## Records
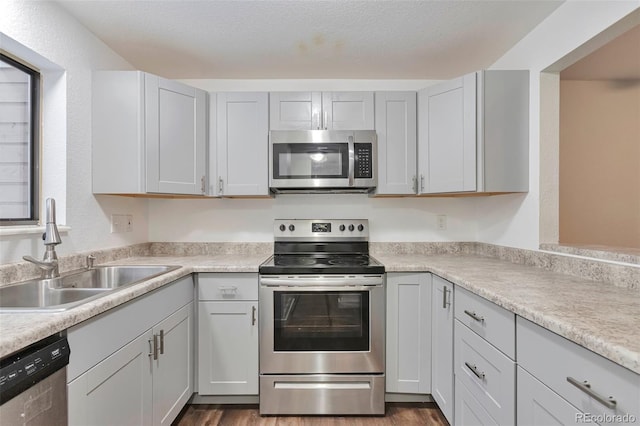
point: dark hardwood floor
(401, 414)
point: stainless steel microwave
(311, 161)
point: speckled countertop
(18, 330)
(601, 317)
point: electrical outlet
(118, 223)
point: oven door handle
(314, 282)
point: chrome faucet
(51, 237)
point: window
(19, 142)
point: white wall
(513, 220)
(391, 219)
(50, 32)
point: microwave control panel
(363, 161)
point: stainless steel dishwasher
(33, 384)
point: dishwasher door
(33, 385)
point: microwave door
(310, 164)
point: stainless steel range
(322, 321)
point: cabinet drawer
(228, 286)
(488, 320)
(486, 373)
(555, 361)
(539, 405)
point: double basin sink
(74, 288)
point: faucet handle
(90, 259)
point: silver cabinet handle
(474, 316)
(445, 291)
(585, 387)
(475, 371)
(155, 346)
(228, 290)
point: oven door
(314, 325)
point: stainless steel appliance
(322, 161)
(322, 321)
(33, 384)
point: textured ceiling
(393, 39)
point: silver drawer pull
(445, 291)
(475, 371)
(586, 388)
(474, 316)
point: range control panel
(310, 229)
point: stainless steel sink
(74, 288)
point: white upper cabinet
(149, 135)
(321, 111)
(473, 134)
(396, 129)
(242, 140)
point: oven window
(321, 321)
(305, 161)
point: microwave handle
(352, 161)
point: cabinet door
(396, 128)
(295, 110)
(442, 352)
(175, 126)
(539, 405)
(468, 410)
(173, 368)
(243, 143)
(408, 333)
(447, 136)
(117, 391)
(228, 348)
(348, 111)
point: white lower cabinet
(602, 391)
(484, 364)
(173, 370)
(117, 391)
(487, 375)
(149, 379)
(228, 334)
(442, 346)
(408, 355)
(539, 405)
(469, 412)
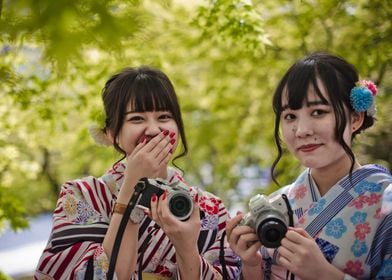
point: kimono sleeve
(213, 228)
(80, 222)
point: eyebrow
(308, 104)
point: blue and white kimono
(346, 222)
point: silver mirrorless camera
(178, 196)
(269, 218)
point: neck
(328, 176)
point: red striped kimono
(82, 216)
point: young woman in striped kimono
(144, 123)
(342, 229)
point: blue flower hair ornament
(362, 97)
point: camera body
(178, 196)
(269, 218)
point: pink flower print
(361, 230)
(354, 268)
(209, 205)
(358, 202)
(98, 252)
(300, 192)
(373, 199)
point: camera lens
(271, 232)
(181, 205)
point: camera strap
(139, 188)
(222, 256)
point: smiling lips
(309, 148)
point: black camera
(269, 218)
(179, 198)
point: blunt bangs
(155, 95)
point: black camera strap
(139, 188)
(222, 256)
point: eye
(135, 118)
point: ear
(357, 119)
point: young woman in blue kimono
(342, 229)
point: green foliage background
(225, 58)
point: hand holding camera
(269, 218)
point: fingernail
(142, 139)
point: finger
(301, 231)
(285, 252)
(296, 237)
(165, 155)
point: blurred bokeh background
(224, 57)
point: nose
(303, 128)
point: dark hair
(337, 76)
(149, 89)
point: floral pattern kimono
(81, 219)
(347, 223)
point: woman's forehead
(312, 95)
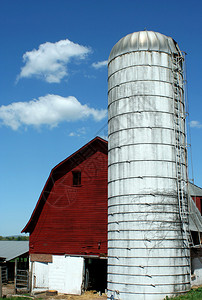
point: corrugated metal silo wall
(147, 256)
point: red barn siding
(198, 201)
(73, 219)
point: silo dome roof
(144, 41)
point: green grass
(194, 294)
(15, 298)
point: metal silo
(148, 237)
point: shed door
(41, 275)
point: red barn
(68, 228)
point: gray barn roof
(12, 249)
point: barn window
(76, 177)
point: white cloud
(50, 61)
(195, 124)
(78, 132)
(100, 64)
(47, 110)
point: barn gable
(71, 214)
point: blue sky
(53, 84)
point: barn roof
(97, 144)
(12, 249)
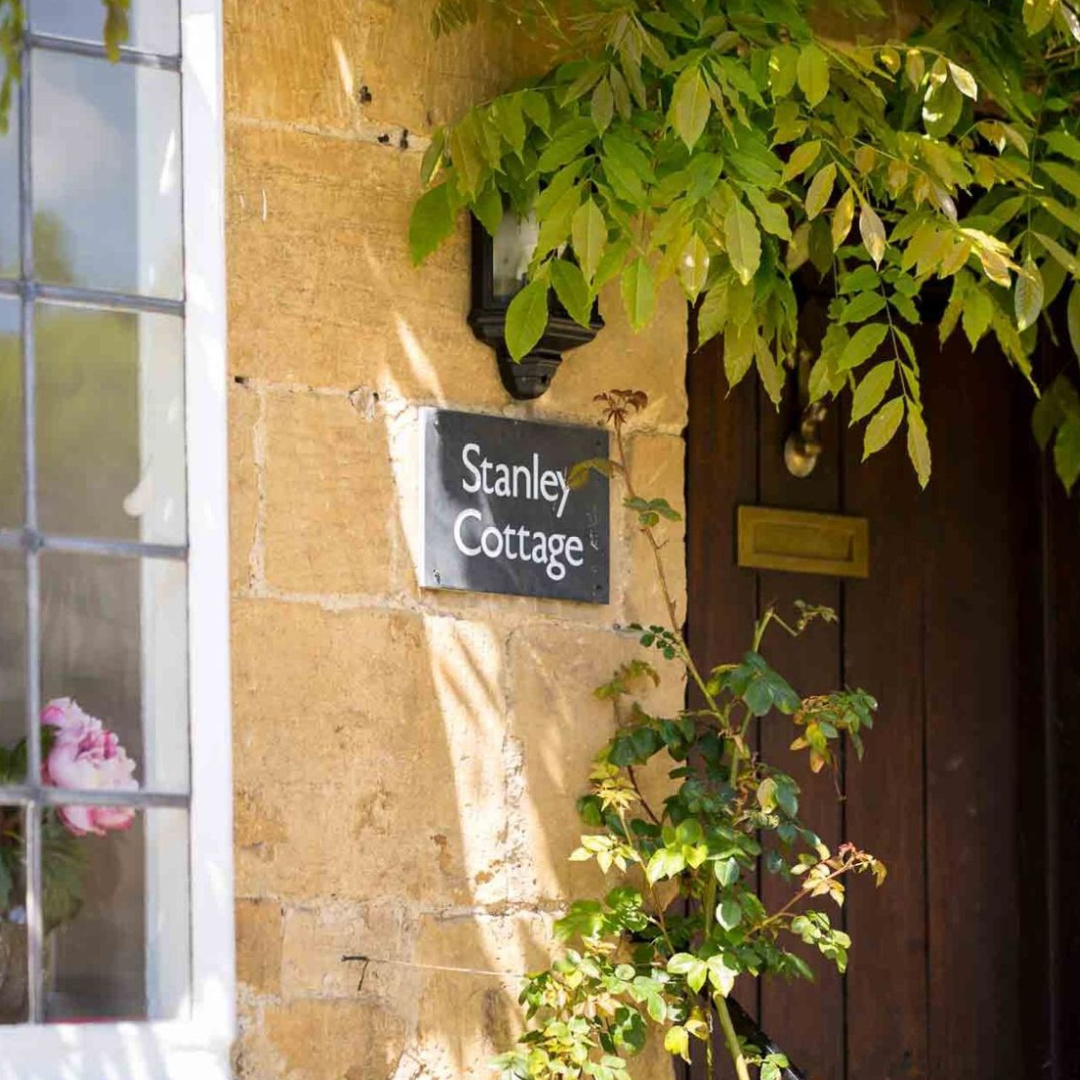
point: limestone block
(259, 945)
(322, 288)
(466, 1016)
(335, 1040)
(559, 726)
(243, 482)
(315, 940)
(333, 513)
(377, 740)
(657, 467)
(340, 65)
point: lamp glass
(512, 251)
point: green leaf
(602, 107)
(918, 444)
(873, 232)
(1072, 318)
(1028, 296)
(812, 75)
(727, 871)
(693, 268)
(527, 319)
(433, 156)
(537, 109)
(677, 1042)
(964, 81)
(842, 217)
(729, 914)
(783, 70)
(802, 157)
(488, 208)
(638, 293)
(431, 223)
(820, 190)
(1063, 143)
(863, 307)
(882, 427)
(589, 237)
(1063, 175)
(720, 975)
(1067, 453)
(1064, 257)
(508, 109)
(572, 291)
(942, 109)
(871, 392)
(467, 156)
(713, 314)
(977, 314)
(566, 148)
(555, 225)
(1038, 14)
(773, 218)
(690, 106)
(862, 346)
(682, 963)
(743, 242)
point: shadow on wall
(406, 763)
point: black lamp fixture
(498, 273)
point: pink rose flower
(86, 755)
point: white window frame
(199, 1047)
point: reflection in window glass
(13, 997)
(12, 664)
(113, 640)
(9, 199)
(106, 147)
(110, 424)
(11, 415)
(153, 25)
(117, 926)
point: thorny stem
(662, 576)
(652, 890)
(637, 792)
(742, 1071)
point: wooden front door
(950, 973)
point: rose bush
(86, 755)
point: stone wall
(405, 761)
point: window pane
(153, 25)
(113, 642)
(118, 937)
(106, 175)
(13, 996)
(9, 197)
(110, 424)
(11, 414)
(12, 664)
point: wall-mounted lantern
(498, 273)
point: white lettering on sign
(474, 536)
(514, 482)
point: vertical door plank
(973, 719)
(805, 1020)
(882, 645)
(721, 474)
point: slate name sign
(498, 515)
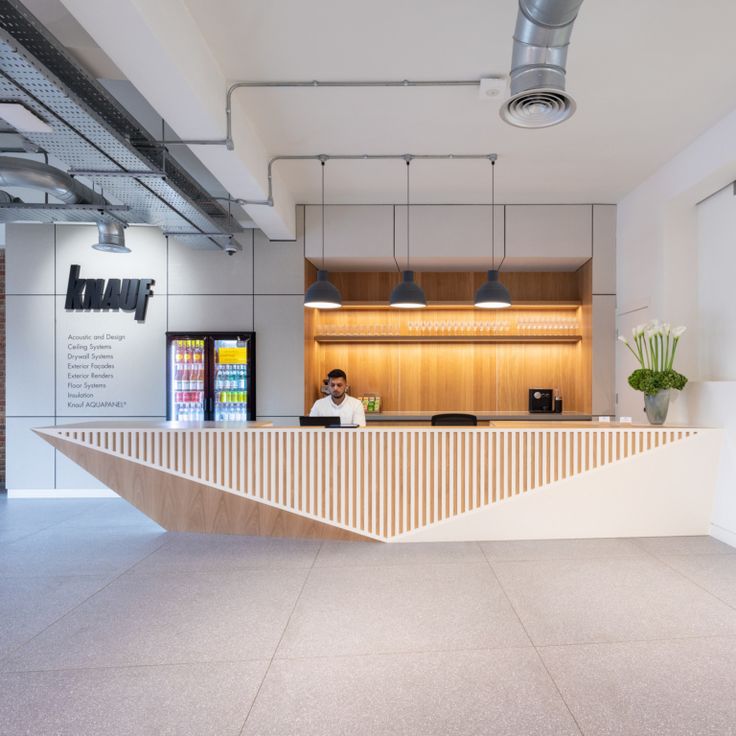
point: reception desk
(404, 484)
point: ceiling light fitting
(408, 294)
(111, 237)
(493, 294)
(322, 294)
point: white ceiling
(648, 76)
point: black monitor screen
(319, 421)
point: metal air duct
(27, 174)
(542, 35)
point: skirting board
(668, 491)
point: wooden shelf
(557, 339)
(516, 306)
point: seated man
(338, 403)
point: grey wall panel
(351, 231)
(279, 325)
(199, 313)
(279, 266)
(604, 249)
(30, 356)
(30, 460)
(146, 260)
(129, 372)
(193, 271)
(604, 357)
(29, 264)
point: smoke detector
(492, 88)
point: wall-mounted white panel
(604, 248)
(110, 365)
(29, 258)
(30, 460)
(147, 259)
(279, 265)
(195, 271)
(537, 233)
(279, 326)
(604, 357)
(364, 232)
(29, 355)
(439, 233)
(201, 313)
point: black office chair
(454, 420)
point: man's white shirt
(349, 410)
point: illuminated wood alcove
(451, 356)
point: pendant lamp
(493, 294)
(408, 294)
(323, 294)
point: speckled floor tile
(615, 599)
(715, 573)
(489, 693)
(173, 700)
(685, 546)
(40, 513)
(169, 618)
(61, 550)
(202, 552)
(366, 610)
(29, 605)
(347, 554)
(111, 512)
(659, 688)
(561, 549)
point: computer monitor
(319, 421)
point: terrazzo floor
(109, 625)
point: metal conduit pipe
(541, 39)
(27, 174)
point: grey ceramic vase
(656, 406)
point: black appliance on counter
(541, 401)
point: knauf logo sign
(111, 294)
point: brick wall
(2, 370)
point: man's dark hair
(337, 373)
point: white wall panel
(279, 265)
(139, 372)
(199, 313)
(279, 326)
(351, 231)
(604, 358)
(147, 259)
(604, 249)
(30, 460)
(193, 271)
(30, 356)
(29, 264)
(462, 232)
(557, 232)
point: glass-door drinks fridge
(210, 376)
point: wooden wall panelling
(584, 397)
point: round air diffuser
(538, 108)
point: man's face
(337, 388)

## Brief
Drop the pictures and reproduce the rest of the entries above exactly.

## Exercise answer
point: dark hardwood floor
(401, 414)
point: stainless steel microwave
(311, 161)
point: speckled countertop
(18, 330)
(601, 317)
point: electrical outlet
(118, 223)
point: oven door handle
(314, 282)
point: chrome faucet
(51, 237)
point: window
(19, 142)
point: white wall
(513, 220)
(391, 219)
(50, 32)
point: microwave control panel
(363, 161)
point: stainless steel dishwasher
(33, 384)
point: dishwasher door
(33, 385)
point: microwave door
(310, 164)
point: stainless steel range
(322, 321)
point: cabinet drawer
(228, 286)
(488, 320)
(486, 373)
(555, 361)
(539, 405)
point: double basin sink
(74, 288)
point: faucet handle
(90, 259)
point: silver cabinet handle
(474, 316)
(445, 291)
(585, 387)
(475, 371)
(155, 346)
(228, 290)
point: oven door
(314, 325)
point: stainless steel appliance
(322, 161)
(322, 321)
(33, 384)
point: textured ceiling
(393, 39)
point: silver drawer pull
(445, 291)
(475, 371)
(586, 388)
(474, 316)
point: range control panel
(310, 229)
point: stainless steel sink
(74, 288)
point: white upper cabinet
(149, 135)
(321, 111)
(473, 134)
(396, 129)
(242, 140)
point: oven window
(321, 321)
(305, 161)
point: microwave handle
(352, 161)
point: cabinet door
(396, 128)
(295, 110)
(442, 352)
(175, 126)
(539, 405)
(468, 410)
(173, 368)
(243, 143)
(408, 333)
(447, 136)
(117, 391)
(228, 348)
(348, 111)
point: white lower cabinet
(602, 391)
(484, 364)
(173, 370)
(117, 391)
(487, 375)
(149, 379)
(228, 334)
(442, 346)
(408, 355)
(539, 405)
(469, 412)
point: kimono sleeve
(213, 228)
(80, 222)
point: eyebrow
(308, 104)
point: blue and white kimono
(346, 222)
point: silver mirrorless camera
(178, 196)
(269, 218)
point: neck
(328, 176)
point: red striped kimono
(82, 216)
point: young woman in striped kimono
(144, 123)
(342, 229)
point: blue flower hair ornament
(362, 97)
point: camera body
(178, 196)
(269, 218)
point: pink flower print
(361, 230)
(354, 268)
(209, 205)
(358, 202)
(98, 252)
(300, 192)
(373, 199)
point: camera lens
(271, 232)
(181, 205)
point: camera strap
(139, 188)
(222, 256)
point: smiling lips
(309, 148)
point: black camera
(269, 218)
(179, 198)
point: blunt bangs
(155, 95)
point: black camera strap
(139, 188)
(222, 256)
point: eye
(135, 118)
point: ear
(357, 119)
point: young woman in blue kimono
(342, 229)
point: green foliage background
(225, 58)
point: hand holding camera
(269, 218)
point: fingernail
(142, 139)
point: finger
(301, 231)
(285, 252)
(296, 237)
(165, 155)
point: blurred bokeh background
(224, 57)
point: nose
(303, 128)
point: dark hair
(337, 76)
(149, 89)
point: floral pattern kimono
(81, 219)
(347, 223)
point: woman's forehead
(312, 95)
point: corrugated metal silo wall
(147, 256)
point: red barn siding
(198, 201)
(73, 219)
point: silo dome roof
(144, 41)
point: green grass
(194, 294)
(15, 298)
point: metal silo
(148, 237)
point: shed door
(41, 275)
point: red barn
(68, 228)
point: gray barn roof
(12, 249)
point: barn window
(76, 177)
point: white cloud
(50, 61)
(195, 124)
(78, 132)
(100, 64)
(47, 110)
point: barn gable
(71, 214)
point: blue sky
(53, 84)
point: barn roof
(97, 144)
(12, 249)
point: limestone block
(259, 945)
(322, 288)
(466, 1016)
(335, 1040)
(559, 726)
(243, 482)
(315, 940)
(333, 513)
(377, 740)
(657, 467)
(340, 65)
point: lamp glass
(512, 251)
point: green leaf
(602, 107)
(918, 444)
(873, 232)
(1072, 318)
(1028, 296)
(812, 75)
(727, 871)
(693, 268)
(527, 319)
(433, 156)
(537, 109)
(677, 1042)
(964, 81)
(842, 217)
(729, 914)
(783, 70)
(802, 157)
(488, 208)
(638, 293)
(431, 223)
(820, 190)
(1063, 143)
(863, 307)
(882, 427)
(589, 237)
(1063, 175)
(720, 975)
(1067, 453)
(1064, 257)
(508, 109)
(572, 291)
(942, 109)
(871, 392)
(467, 156)
(713, 314)
(977, 314)
(566, 148)
(555, 225)
(1038, 14)
(773, 218)
(690, 106)
(862, 346)
(682, 963)
(743, 242)
point: shadow on wall
(406, 763)
point: black lamp fixture
(498, 273)
point: pink rose flower
(86, 755)
point: white window frame
(199, 1047)
point: reflection in window glass
(13, 997)
(12, 664)
(113, 640)
(9, 199)
(106, 147)
(110, 424)
(11, 415)
(153, 25)
(117, 926)
point: thorny stem
(662, 576)
(652, 890)
(637, 792)
(742, 1071)
point: wooden front door
(950, 973)
point: rose bush
(86, 755)
point: stone wall
(405, 761)
point: window pane
(153, 25)
(113, 642)
(118, 937)
(106, 175)
(13, 996)
(9, 197)
(110, 424)
(11, 414)
(12, 664)
point: wall-mounted lantern
(498, 273)
point: white lettering on sign
(474, 536)
(514, 482)
point: vertical door plank
(973, 719)
(805, 1020)
(882, 645)
(721, 474)
point: slate name sign
(498, 515)
point: reception desk
(404, 484)
point: ceiling light fitting
(408, 294)
(111, 237)
(493, 294)
(322, 294)
point: white ceiling
(648, 76)
point: black monitor screen
(319, 421)
point: metal air duct
(27, 174)
(542, 35)
point: skirting board
(668, 491)
point: wooden shelf
(557, 339)
(516, 306)
point: seated man
(338, 403)
point: grey wall panel
(351, 231)
(279, 325)
(199, 313)
(279, 266)
(604, 249)
(30, 356)
(30, 460)
(146, 260)
(129, 372)
(193, 271)
(604, 357)
(29, 264)
point: smoke detector
(492, 88)
point: wall-mounted white panel
(604, 248)
(110, 365)
(29, 258)
(30, 460)
(147, 259)
(279, 265)
(195, 271)
(537, 233)
(279, 326)
(604, 357)
(364, 232)
(29, 355)
(439, 233)
(201, 313)
point: black office chair
(454, 420)
point: man's white shirt
(349, 410)
point: illuminated wood alcove
(451, 356)
point: pendant lamp
(493, 294)
(408, 294)
(323, 294)
point: speckled floor tile
(615, 599)
(715, 573)
(489, 693)
(173, 700)
(685, 546)
(40, 513)
(169, 618)
(61, 550)
(202, 552)
(366, 610)
(29, 605)
(347, 554)
(111, 512)
(659, 688)
(561, 549)
point: computer monitor
(319, 421)
point: terrazzo floor
(109, 625)
point: metal conduit pipe
(541, 39)
(27, 174)
point: grey ceramic vase
(656, 406)
point: black appliance on counter
(541, 401)
point: knauf logo sign
(111, 294)
point: brick wall
(2, 370)
point: man's dark hair
(337, 373)
point: white wall panel
(279, 265)
(139, 372)
(199, 313)
(279, 326)
(351, 231)
(604, 358)
(147, 259)
(604, 249)
(30, 460)
(193, 271)
(30, 356)
(29, 264)
(462, 232)
(557, 232)
point: glass-door drinks fridge
(210, 376)
point: wooden wall panelling
(584, 397)
point: round air diffuser
(538, 108)
point: man's face
(337, 388)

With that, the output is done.